To be done →
Can you output every one of the items below line for line, with no changes?
Start of Data for the task
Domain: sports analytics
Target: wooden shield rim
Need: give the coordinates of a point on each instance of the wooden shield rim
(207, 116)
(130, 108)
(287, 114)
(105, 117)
End of Data for the task
Written response →
Domain: sports analytics
Target: wooden shield rim
Need: give the coordinates of a point on each instance of the wooden shield rim
(207, 116)
(130, 108)
(287, 114)
(105, 117)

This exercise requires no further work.